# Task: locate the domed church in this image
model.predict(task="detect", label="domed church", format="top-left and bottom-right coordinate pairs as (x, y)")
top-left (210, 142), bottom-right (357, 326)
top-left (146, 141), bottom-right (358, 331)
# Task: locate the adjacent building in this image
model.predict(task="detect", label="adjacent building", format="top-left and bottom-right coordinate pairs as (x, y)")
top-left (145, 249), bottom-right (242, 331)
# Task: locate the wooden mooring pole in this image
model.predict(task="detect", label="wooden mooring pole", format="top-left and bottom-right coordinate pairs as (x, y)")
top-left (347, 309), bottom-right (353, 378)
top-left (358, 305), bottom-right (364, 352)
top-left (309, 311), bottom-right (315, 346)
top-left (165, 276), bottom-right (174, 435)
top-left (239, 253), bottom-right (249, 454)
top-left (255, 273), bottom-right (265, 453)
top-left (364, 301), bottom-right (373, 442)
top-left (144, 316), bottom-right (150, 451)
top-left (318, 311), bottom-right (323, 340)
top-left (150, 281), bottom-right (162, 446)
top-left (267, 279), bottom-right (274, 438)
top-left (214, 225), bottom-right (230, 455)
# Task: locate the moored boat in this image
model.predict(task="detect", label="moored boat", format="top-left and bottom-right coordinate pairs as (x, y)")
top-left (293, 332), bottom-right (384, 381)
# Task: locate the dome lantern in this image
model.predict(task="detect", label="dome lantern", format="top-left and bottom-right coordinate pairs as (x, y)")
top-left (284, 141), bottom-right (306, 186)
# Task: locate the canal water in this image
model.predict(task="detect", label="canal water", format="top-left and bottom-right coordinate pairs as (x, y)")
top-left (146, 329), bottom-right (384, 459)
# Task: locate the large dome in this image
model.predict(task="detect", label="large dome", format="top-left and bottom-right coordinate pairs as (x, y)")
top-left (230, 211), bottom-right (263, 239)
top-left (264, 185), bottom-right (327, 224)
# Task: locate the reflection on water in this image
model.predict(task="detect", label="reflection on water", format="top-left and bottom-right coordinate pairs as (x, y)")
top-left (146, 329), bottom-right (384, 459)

__________________________________________________

**EXERCISE DESCRIPTION**: Every record above must be repeated word for word.

**SOLUTION FOR THIS PROBLEM**:
# Task: locate the domed church in this image
model.predict(task="detect", label="domed church", format="top-left and bottom-right coordinate pairs as (x, y)")
top-left (210, 142), bottom-right (357, 326)
top-left (146, 141), bottom-right (358, 331)
# Task: locate the adjacent building in this image
model.predict(task="detect", label="adjacent building", format="top-left and bottom-right coordinate pairs as (x, y)")
top-left (145, 249), bottom-right (242, 331)
# Task: locate the wooden mooring pole in this image
model.predict(task="detect", label="wooden mooring pole", format="top-left and bottom-right coordinate pairs as (x, y)")
top-left (347, 309), bottom-right (353, 378)
top-left (358, 305), bottom-right (364, 352)
top-left (309, 311), bottom-right (315, 346)
top-left (165, 276), bottom-right (174, 435)
top-left (239, 253), bottom-right (249, 454)
top-left (255, 273), bottom-right (265, 453)
top-left (364, 301), bottom-right (373, 442)
top-left (144, 316), bottom-right (150, 451)
top-left (318, 311), bottom-right (323, 340)
top-left (150, 281), bottom-right (162, 446)
top-left (267, 279), bottom-right (274, 438)
top-left (214, 225), bottom-right (230, 455)
# Task: locate the moored boat in this image
model.predict(task="detect", label="moored boat", format="top-left and bottom-right coordinate pairs as (x, y)")
top-left (293, 332), bottom-right (384, 381)
# Task: locate the dome lantern in this image
model.predict(task="detect", label="dome lantern", format="top-left and bottom-right coordinate pairs as (x, y)")
top-left (284, 141), bottom-right (306, 186)
# Task: locate the canal water in this image
model.predict(task="detect", label="canal water", format="top-left and bottom-right coordinate pairs as (x, y)")
top-left (146, 329), bottom-right (384, 459)
# Task: locate the large dome in this image
model.predict(task="detect", label="large dome", format="top-left and bottom-right coordinate pairs as (x, y)")
top-left (230, 211), bottom-right (263, 239)
top-left (264, 185), bottom-right (327, 224)
# Task: locate the reflection on water in this image
model.predict(task="detect", label="reflection on water", format="top-left and bottom-right coordinate pairs as (x, y)")
top-left (146, 329), bottom-right (384, 459)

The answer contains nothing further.